-- start Dataset rows --
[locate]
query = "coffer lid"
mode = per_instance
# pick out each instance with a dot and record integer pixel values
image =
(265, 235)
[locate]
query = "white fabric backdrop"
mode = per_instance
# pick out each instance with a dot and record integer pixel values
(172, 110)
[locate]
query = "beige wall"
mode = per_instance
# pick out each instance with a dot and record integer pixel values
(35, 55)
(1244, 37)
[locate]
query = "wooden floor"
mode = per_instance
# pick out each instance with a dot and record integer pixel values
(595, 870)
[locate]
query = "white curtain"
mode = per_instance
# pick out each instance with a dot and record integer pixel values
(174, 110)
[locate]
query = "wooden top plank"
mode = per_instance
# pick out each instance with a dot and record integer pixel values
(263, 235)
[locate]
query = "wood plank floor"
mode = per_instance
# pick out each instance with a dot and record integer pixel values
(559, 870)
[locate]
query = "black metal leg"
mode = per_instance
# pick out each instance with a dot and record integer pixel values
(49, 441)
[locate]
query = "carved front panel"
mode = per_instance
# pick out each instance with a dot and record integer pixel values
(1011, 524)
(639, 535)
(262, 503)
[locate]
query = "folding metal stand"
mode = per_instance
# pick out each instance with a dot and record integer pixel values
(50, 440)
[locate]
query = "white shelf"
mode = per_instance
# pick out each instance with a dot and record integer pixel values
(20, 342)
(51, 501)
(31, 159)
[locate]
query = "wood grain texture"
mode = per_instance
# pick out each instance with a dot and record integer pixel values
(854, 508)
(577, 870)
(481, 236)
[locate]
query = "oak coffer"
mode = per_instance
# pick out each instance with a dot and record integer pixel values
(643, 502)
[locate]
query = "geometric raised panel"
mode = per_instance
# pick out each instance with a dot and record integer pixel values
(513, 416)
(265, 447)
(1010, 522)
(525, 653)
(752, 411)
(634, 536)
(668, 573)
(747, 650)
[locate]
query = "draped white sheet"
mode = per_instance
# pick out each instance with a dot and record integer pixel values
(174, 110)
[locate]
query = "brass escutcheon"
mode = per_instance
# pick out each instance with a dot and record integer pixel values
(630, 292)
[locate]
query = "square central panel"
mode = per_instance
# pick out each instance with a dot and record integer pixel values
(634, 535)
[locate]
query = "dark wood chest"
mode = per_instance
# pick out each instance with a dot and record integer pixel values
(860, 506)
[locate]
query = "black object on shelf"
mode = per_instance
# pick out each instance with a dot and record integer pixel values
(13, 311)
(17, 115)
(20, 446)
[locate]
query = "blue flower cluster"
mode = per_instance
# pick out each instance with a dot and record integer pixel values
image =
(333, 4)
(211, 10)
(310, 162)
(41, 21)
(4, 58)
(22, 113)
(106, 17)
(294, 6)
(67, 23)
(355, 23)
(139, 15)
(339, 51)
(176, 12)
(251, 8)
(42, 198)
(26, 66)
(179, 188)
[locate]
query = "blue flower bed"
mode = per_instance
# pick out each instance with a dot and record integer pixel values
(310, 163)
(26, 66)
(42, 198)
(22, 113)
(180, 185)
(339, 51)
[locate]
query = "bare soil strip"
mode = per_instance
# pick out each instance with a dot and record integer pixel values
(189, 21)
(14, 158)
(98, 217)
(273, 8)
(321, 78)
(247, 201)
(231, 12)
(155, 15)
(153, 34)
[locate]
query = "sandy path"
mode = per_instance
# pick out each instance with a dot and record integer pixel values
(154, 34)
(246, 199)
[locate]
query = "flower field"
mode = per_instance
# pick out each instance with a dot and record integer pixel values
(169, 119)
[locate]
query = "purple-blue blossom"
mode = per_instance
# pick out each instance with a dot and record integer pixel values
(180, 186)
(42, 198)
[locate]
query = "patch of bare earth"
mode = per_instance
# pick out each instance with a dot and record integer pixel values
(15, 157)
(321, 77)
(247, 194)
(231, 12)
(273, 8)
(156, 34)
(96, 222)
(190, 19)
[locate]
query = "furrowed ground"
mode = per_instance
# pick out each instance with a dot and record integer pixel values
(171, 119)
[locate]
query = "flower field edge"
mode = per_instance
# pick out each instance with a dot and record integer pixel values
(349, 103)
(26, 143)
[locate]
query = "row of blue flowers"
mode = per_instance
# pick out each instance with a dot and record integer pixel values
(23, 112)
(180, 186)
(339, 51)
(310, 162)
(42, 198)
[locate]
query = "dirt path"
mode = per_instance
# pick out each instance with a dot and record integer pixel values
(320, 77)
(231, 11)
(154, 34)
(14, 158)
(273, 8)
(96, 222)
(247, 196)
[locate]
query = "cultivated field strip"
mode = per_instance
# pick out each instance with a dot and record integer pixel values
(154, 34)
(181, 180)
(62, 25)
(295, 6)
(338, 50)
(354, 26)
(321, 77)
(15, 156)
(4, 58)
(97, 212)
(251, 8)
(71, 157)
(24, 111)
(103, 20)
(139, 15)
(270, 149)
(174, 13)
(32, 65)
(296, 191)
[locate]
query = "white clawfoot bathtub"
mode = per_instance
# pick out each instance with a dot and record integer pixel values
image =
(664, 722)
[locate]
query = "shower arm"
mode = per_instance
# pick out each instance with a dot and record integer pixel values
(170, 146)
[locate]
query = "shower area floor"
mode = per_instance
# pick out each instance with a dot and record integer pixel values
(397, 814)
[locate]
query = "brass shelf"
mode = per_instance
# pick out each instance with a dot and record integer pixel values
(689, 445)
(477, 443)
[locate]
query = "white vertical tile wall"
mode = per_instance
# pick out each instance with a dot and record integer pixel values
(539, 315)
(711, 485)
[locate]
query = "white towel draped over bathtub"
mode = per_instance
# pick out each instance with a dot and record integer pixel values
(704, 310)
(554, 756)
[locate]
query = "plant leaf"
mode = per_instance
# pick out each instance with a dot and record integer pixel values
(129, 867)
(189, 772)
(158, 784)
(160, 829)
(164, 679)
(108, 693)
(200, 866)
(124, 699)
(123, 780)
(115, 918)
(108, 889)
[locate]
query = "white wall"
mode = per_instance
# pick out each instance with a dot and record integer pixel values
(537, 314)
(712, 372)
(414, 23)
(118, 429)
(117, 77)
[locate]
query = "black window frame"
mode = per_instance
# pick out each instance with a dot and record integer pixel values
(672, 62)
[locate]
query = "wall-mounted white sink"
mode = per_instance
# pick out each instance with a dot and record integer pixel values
-- end Dataset rows --
**What is needed:** Report every line in the listing above that contains the string "wooden". Case counts.

**Response to the exercise:**
query = "wooden floor"
query = "wooden top plank"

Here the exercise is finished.